Task goal: Reproduce every line of the records below as a numbered list, skipping blank lines and omitting the pictures.

Dataset entries:
——

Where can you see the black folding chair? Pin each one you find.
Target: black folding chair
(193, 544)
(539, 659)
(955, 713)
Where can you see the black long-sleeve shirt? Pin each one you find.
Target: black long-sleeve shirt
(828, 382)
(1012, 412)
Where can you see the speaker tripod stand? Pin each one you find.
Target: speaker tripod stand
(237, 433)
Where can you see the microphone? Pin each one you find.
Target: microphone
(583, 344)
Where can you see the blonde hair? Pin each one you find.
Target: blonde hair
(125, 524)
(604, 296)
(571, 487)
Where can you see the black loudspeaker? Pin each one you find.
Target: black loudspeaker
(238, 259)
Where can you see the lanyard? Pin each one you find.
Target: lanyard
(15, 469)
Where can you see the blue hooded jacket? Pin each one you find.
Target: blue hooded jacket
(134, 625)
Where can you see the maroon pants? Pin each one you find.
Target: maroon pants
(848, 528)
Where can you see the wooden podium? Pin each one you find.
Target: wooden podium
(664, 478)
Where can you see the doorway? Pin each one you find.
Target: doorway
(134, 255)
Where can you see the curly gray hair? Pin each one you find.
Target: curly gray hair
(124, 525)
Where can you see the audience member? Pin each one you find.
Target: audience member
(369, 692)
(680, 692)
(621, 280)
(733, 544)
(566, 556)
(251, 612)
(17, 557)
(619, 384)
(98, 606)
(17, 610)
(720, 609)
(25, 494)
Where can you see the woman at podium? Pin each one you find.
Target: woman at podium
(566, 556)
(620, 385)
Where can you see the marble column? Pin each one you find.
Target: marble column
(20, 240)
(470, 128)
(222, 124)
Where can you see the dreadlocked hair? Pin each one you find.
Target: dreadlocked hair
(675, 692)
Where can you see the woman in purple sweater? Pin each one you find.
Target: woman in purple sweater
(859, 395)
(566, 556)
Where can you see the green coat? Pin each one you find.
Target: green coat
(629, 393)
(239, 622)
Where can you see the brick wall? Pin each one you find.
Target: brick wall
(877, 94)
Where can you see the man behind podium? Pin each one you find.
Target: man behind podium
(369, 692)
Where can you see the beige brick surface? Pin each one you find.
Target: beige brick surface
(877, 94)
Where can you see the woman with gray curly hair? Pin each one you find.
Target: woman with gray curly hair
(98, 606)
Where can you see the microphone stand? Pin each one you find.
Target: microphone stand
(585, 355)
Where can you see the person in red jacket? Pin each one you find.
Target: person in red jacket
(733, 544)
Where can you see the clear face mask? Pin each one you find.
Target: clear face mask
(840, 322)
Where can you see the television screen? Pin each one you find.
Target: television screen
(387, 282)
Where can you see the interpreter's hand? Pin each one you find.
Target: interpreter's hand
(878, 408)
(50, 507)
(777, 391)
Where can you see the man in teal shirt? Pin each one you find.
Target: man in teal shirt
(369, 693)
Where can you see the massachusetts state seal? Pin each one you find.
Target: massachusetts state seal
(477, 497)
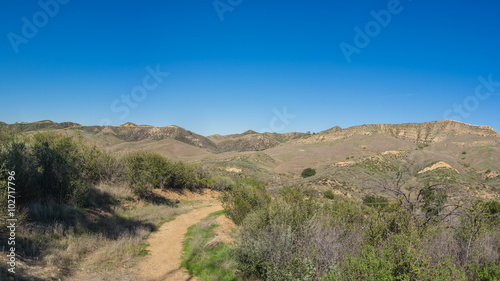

——

Correct answer:
1. Where can you see the black folding chair? Pin each one you find.
2. Target: black folding chair
3. (193, 544)
4. (539, 659)
5. (955, 713)
6. Where can you see the black long-sleeve shirt? Pin each one you find.
7. Target: black long-sleeve shirt
8. (828, 382)
9. (1012, 412)
10. Where can you see the speaker tripod stand? Pin each one you find.
11. Target: speaker tripod stand
12. (237, 433)
13. Where can you see the microphone? Pin each one you find.
14. Target: microphone
15. (583, 344)
16. Where can you see the blonde hair? Pin each one you find.
17. Target: blonde hair
18. (125, 524)
19. (604, 296)
20. (571, 487)
21. Where can you see the black loudspeaker? Pin each one you find.
22. Target: black loudspeaker
23. (238, 259)
24. Where can you see the lanyard? Pin each one you find.
25. Target: lanyard
26. (15, 469)
27. Where can you see the blue hooded jacket? Pin each one you find.
28. Target: blue hooded jacket
29. (134, 625)
30. Where can you see the maroon pants? Pin each one you find.
31. Target: maroon pants
32. (848, 528)
33. Where can you see the wooden podium? Pin each one you find.
34. Target: wooden podium
35. (664, 478)
36. Where can you see the doorway? Pin each one you find.
37. Target: doorway
38. (134, 255)
39. Where can you see the curly gray hair? Pin each one you find.
40. Target: curly gray hair
41. (124, 525)
42. Where can you see the audience member? Pin each one you find.
43. Target: audience member
44. (369, 692)
45. (680, 692)
46. (621, 280)
47. (733, 544)
48. (566, 556)
49. (251, 612)
50. (17, 557)
51. (619, 384)
52. (98, 606)
53. (17, 610)
54. (720, 609)
55. (25, 494)
56. Where can you see the woman at podium? Pin each one you find.
57. Target: woman at podium
58. (566, 556)
59. (620, 385)
60. Where can you see the marble column? Pin each one you find.
61. Target: marble column
62. (20, 240)
63. (470, 128)
64. (222, 124)
65. Where can you see the dreadlocked hair? Pin each one you find.
66. Target: dreadlocked hair
67. (675, 692)
68. Where can you see the woman in purple sweater? Pin each one you find.
69. Target: woman in purple sweater
70. (859, 395)
71. (566, 556)
72. Where can you see the green coat? Pin each one you find.
73. Target: green coat
74. (629, 393)
75. (239, 622)
76. Where can you see the brick wall? Pin each one you find.
77. Target: brick wall
78. (877, 94)
79. Where can you see the man behind podium? Pin each one you find.
80. Target: man behind podium
81. (369, 692)
82. Where can you see the beige brick surface? Pin each one you find.
83. Target: beige brick surface
84. (877, 94)
85. Where can you see the woman with gray curly hair? Pin each one you find.
86. Target: woman with gray curly hair
87. (98, 606)
88. Where can you see the microphone stand? Pin each one you find.
89. Target: microphone stand
90. (585, 355)
91. Where can you see the person in red jacket? Pin each one you find.
92. Target: person in red jacket
93. (733, 544)
94. Where can you see the clear face mask? Pin each one you find.
95. Target: clear face mask
96. (840, 322)
97. Where can you see the television screen? Pin each one you find.
98. Target: television screen
99. (387, 282)
100. Where can you see the interpreter's hand? Pin each one you find.
101. Target: interpreter's hand
102. (878, 408)
103. (50, 507)
104. (777, 391)
105. Where can you see the man in teal shirt? Pin each one you find.
106. Target: man in teal shirt
107. (369, 693)
108. Where can you see the massachusetts state seal? Pin each one you find.
109. Target: massachusetts state seal
110. (477, 497)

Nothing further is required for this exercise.